>>

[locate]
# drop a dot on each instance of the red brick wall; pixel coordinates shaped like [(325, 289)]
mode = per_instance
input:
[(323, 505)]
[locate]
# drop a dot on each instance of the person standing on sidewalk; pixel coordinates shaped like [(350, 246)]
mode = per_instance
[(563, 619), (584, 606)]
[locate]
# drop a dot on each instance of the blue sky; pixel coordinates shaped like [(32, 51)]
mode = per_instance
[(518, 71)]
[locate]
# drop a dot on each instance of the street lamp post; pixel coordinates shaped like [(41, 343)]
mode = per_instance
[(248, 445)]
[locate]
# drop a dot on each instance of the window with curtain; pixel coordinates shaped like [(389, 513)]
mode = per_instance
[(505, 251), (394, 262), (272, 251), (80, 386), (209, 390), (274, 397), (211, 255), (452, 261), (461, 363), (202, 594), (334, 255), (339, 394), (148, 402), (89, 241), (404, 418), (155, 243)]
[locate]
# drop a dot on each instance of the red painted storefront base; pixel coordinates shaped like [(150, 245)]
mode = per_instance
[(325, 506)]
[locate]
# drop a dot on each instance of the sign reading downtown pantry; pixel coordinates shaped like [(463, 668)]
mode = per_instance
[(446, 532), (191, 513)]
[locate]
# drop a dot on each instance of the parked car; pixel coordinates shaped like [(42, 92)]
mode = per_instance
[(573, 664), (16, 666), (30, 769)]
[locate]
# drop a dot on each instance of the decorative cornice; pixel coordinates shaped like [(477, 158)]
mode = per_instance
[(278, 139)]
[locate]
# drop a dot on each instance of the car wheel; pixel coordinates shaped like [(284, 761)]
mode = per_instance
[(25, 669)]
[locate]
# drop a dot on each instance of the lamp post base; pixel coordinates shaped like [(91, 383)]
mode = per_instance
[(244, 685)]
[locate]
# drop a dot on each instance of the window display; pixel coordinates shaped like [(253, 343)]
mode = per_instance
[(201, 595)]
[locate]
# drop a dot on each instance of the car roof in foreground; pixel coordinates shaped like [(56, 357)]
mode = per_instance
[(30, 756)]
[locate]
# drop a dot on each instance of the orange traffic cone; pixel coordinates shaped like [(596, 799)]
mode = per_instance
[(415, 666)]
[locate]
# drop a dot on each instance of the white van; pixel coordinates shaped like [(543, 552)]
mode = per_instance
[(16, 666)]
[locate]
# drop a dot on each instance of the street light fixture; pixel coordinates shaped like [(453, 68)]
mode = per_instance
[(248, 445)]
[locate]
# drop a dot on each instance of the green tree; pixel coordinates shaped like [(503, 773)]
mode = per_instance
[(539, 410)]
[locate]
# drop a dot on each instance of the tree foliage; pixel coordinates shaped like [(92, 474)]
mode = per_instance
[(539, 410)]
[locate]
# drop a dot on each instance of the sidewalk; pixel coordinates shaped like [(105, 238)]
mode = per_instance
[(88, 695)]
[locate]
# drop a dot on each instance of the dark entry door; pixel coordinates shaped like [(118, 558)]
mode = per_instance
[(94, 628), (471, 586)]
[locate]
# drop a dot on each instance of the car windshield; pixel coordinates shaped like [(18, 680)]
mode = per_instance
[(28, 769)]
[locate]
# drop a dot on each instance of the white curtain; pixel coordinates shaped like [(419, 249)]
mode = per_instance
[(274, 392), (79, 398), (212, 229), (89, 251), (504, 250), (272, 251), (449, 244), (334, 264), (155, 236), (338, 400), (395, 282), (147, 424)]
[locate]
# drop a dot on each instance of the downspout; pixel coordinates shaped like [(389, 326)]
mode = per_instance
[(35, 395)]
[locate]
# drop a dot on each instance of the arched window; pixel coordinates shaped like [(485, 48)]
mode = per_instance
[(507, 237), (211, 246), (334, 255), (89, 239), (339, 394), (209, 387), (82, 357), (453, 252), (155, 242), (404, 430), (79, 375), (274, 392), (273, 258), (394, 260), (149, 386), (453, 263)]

<<

## Exercise directions:
Every single record is to be set down again, unaltered.

## Problem solution:
[locate]
# drop a dot on each instance of the red brick wall; pixel coordinates shaped like [(325, 289)]
mode = per_instance
input:
[(323, 505)]
[locate]
# drop a dot on each instance of the person standing on sidewalk; pixel coordinates shaped like [(350, 246)]
mode = per_instance
[(563, 619), (584, 606)]
[locate]
# drop a dot on each instance of the blue sky; pixel coordinates shaped like [(32, 51)]
mode = per_instance
[(518, 71)]
[locate]
# drop a dot on each instance of the street lamp post; pixel coordinates shaped like [(41, 343)]
mode = per_instance
[(248, 445)]
[locate]
# drop a dot on each instance of the window with curtain; pixel coordinates shaped like [(389, 513)]
mode = per_instance
[(505, 251), (394, 262), (272, 251), (80, 386), (209, 390), (274, 397), (211, 255), (452, 261), (461, 363), (202, 594), (334, 255), (339, 394), (148, 402), (89, 241), (404, 418), (155, 243)]
[locate]
# drop a dot on each instance of the red painted storefront base; pixel coordinates shaped like [(150, 245)]
mode = per_instance
[(325, 506)]
[locate]
# drop a dot on each instance of the sign reading downtown pantry; pixel coordinates shaped like [(463, 668)]
mode = per_instance
[(446, 532), (191, 513)]
[locate]
# drop a dot on each instance of the parked car; pixel coordinates shaped like [(42, 92)]
mode = per_instance
[(573, 664), (16, 666), (30, 769)]
[locate]
# drop a dot on each instance of the decorative cornice; pixel coordinates shaped like [(477, 158)]
mode = per_instance
[(278, 139)]
[locate]
# drop a dot on each instance of the car wheel; pixel coordinates shaped like [(284, 761)]
mode = per_instance
[(25, 669)]
[locate]
# drop a dot on each instance of the lamp post base; pixel coordinates shaped like [(91, 383)]
mode = per_instance
[(244, 685)]
[locate]
# drop a dot on each instance of the window display; pixel coordinates shaped like [(253, 343)]
mode = per_instance
[(201, 595)]
[locate]
# drop a dot on each instance of the car roof in foreground; pixel coordinates shaped like [(56, 357)]
mode = per_instance
[(30, 756)]
[locate]
# drop a dot on each instance of the orange traffic cone; pixel coordinates shaped like [(596, 799)]
mode = per_instance
[(415, 666)]
[locate]
# drop a dot on each instance of the white van; pixel coordinates shaped like [(543, 552)]
mode = per_instance
[(16, 666)]
[locate]
# drop a dot on each instance of the street light fixture; pixel coordinates shaped like [(453, 68)]
mode = per_instance
[(248, 445)]
[locate]
# drop a dot on each instance of the green tree; pixel coordinates shaped like [(503, 773)]
mode = per_instance
[(539, 410)]
[locate]
# drop a dot on each instance of the tree foliage; pixel coordinates shaped like [(92, 474)]
mode = per_instance
[(539, 410)]
[locate]
# drop a dot on each instance of the sidewalk; pixel coordinates shaped like [(105, 238)]
mode = per_instance
[(88, 695)]
[locate]
# drop a dot on each instance of the dark entry door; pixel coordinates shaped like [(118, 558)]
mode = per_instance
[(94, 628), (471, 586)]
[locate]
# drop a dot on each instance of the car windshield; pixel coordinates shaped like [(18, 680)]
mode = per_instance
[(28, 769)]
[locate]
# drop a dot on each instance of the white curtain; pixel coordinates shaped like [(419, 249)]
mode = per_instance
[(274, 392), (79, 398), (212, 229), (89, 251), (504, 250), (272, 251), (449, 244), (334, 264), (155, 236), (338, 400), (395, 282), (147, 424)]
[locate]
# drop a dot on each instance of the downspout; pixel coordinates shaped like [(389, 326)]
mode = per_instance
[(35, 395)]
[locate]
# drop a dot on each instance of the arched window; pixel coordinates shaped like [(485, 48)]
mode = per_instance
[(507, 237), (211, 246), (334, 255), (89, 239), (339, 394), (209, 387), (82, 357), (453, 252), (155, 242), (404, 430), (79, 375), (274, 392), (273, 258), (394, 260), (149, 386), (453, 263)]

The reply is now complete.